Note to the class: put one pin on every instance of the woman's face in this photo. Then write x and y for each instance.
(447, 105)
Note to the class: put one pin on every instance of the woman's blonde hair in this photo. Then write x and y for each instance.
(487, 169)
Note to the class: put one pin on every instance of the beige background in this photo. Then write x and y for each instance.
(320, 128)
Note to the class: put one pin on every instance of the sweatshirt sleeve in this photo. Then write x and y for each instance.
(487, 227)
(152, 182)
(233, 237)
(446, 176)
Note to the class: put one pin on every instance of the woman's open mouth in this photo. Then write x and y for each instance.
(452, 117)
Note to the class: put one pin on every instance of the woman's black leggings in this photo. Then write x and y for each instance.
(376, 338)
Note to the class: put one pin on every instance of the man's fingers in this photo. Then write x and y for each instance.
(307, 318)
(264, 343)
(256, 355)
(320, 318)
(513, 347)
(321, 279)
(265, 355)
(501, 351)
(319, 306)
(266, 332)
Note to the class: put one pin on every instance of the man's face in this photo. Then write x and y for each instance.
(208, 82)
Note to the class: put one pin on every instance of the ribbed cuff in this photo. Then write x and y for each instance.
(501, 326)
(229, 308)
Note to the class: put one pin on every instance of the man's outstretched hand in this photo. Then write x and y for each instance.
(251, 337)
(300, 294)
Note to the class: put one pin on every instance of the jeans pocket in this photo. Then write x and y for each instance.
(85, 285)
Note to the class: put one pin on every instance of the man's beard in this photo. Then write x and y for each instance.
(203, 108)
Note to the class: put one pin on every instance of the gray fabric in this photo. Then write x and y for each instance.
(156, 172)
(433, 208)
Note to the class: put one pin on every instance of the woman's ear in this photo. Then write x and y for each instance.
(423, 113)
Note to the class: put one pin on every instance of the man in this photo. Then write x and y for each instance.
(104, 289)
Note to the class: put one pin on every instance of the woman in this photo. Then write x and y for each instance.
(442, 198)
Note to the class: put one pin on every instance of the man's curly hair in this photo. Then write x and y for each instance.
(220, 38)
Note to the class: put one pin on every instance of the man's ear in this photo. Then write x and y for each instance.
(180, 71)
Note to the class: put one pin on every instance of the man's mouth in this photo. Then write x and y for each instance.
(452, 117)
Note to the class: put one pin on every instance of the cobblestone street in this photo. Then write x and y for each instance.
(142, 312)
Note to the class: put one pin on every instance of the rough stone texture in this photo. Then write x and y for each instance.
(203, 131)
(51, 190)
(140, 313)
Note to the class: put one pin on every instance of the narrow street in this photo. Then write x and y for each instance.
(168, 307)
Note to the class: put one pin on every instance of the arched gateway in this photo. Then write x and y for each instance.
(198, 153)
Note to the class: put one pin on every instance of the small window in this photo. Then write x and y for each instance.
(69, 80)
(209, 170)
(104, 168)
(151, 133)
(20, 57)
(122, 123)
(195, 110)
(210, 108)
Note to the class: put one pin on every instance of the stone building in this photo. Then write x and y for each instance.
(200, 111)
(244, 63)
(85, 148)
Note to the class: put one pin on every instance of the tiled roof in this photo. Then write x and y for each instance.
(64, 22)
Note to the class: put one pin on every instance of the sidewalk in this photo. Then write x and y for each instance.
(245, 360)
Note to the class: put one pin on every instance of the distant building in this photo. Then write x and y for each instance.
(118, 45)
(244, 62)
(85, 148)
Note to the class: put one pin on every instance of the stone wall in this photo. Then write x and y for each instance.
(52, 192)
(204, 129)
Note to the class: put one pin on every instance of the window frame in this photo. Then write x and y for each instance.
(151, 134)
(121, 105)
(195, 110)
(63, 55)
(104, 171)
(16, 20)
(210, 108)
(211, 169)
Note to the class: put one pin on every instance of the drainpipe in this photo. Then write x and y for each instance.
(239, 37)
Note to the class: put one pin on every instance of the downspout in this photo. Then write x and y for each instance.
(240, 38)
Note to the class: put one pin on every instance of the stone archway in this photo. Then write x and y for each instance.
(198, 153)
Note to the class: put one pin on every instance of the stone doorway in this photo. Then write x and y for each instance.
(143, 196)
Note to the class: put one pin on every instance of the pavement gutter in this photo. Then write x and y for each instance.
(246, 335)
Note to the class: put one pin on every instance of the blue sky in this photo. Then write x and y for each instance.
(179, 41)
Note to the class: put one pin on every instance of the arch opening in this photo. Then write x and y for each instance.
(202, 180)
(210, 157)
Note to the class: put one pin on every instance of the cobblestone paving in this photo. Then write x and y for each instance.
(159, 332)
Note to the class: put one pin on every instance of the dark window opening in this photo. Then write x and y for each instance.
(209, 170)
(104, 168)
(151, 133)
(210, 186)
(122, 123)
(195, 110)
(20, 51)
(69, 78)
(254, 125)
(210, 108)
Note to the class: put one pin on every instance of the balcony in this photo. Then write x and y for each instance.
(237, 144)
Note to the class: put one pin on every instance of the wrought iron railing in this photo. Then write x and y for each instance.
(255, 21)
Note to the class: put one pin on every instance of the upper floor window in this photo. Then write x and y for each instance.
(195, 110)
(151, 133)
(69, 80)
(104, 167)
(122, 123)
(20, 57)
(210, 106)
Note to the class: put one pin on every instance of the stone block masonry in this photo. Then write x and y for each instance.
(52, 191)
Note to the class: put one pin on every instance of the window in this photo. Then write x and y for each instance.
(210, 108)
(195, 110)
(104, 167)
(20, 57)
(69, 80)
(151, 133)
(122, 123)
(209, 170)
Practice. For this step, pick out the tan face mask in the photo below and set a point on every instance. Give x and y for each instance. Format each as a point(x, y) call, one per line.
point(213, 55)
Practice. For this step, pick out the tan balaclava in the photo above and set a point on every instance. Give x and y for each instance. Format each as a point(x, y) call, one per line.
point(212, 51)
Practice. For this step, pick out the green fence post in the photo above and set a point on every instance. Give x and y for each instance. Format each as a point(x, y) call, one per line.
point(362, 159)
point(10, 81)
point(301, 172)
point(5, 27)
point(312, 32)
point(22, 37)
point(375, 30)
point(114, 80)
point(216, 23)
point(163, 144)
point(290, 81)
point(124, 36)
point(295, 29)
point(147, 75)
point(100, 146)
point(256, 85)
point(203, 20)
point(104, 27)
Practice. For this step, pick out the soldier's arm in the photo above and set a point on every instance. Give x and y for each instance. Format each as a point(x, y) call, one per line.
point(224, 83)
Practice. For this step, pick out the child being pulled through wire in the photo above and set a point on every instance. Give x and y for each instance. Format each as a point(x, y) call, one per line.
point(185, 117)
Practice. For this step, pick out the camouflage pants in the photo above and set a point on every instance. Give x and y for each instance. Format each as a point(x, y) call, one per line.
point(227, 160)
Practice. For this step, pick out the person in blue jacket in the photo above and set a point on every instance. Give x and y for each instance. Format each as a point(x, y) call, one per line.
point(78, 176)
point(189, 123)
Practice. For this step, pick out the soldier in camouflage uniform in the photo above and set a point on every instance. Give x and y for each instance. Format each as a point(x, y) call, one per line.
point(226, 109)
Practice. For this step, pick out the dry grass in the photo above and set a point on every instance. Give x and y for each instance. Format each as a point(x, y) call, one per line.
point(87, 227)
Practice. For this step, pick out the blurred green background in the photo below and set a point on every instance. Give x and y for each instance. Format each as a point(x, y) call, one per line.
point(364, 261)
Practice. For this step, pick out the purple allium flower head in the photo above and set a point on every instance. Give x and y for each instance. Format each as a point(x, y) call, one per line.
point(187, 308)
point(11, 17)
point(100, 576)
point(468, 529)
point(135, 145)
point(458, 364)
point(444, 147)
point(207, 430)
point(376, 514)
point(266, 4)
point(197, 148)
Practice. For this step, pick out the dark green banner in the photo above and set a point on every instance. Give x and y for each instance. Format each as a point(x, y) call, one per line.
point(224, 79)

· · · · · · ·

| Task brief |
All that should be returned is the run of lines from the one with "Practice. For this step, pick out the blurred" to the last line of the material above, copied exactly.

| Solution |
Practice. For this step, pick out the blurred green background in the photo below and set a point on every instance. Give x and y for each instance. Format each as a point(x, y) call, one per line.
point(364, 261)
Practice. For this step, pick out the purple allium flower head in the photo above and set a point on every instance. Give x and y for each instance. Format each as a point(x, y) call, one per line.
point(187, 308)
point(11, 17)
point(100, 576)
point(468, 529)
point(135, 145)
point(458, 364)
point(444, 147)
point(207, 430)
point(376, 514)
point(266, 4)
point(197, 148)
Practice. For this step, pick out the dark green banner in the photo above and set a point on every instance. Give x and y for each instance. Format each as a point(x, y) call, one per line.
point(224, 79)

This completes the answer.